◆ WHAT NEEDS TO BE DONE ◆
Go through the records and filter out every line lacking the word "outline"; copy the lines that remain.

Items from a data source

* * * * *

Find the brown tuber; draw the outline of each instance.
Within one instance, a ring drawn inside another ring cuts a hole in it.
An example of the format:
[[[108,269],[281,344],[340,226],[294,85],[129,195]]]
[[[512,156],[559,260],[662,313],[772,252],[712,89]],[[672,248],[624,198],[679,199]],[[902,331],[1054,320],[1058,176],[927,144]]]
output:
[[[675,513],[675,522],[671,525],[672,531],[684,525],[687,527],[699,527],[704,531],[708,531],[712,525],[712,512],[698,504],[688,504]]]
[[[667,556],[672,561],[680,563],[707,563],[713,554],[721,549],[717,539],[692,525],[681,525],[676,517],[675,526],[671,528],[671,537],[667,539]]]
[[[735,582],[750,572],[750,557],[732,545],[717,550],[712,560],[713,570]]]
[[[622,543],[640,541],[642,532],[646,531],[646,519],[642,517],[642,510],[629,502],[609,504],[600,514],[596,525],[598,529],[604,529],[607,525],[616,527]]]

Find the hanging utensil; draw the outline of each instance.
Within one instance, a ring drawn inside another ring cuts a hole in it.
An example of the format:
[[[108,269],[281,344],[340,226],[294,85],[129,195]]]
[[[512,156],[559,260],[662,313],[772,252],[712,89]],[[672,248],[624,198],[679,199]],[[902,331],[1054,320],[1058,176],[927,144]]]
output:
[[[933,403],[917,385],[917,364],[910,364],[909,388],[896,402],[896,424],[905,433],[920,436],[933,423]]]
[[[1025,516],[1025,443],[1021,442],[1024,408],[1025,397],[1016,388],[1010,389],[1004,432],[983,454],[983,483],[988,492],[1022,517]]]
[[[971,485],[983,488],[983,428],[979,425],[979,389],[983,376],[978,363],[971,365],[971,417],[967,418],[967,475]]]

* * * * *

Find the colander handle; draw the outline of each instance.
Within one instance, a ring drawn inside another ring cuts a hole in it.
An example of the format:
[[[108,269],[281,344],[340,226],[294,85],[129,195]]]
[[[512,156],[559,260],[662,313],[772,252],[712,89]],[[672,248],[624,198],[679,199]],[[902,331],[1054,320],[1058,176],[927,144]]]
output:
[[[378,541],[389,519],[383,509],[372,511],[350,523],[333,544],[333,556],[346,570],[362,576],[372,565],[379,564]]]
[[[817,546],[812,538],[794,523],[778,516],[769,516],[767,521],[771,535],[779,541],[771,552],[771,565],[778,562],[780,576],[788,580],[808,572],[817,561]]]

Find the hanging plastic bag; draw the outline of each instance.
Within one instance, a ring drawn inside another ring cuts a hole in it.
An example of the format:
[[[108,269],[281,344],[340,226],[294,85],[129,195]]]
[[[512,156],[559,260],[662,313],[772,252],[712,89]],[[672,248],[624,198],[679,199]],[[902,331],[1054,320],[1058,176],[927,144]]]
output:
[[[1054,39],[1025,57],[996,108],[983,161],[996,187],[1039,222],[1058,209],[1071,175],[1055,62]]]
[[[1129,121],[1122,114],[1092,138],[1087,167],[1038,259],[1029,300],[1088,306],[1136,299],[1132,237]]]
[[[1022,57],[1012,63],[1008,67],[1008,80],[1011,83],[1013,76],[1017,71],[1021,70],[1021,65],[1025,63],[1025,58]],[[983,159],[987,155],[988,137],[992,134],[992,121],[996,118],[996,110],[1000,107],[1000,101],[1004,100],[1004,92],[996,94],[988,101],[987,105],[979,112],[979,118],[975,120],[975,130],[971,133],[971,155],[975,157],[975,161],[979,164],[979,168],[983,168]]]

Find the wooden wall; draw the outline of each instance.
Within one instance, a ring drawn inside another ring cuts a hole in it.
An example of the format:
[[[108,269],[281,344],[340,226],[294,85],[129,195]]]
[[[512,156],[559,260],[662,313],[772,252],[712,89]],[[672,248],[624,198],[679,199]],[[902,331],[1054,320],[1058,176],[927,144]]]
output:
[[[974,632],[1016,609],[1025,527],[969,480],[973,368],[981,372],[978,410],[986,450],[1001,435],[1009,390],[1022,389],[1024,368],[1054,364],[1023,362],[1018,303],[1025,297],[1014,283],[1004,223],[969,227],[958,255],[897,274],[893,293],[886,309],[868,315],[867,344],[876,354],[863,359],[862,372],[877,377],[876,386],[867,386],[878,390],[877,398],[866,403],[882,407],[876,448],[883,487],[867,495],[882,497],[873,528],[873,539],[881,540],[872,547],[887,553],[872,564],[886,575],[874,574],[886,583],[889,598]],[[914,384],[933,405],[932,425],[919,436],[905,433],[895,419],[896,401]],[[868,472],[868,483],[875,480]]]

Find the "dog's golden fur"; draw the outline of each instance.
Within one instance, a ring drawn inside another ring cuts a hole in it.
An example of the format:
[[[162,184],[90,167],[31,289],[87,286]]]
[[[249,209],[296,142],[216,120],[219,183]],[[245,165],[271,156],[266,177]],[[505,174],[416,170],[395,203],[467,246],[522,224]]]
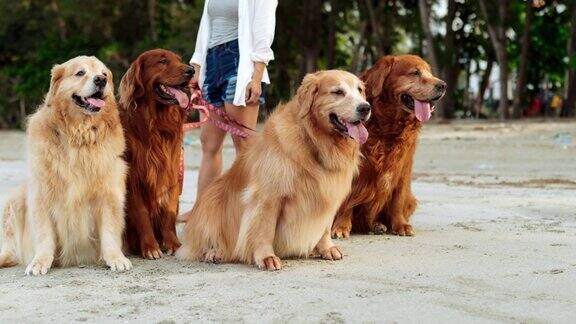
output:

* * * * *

◆ OUTPUT OF THE TASK ◆
Find the brown tuber; draw the outline of each instance.
Find the hanging utensil; draw the outline of each instance.
Find the colander handle; draw the outline of each instance.
Find the hanging plastic bag; draw the outline of each instance.
Find the wooden wall; draw the outline of each instance.
Find the "dog's golden fur"; draw the outline of each instance.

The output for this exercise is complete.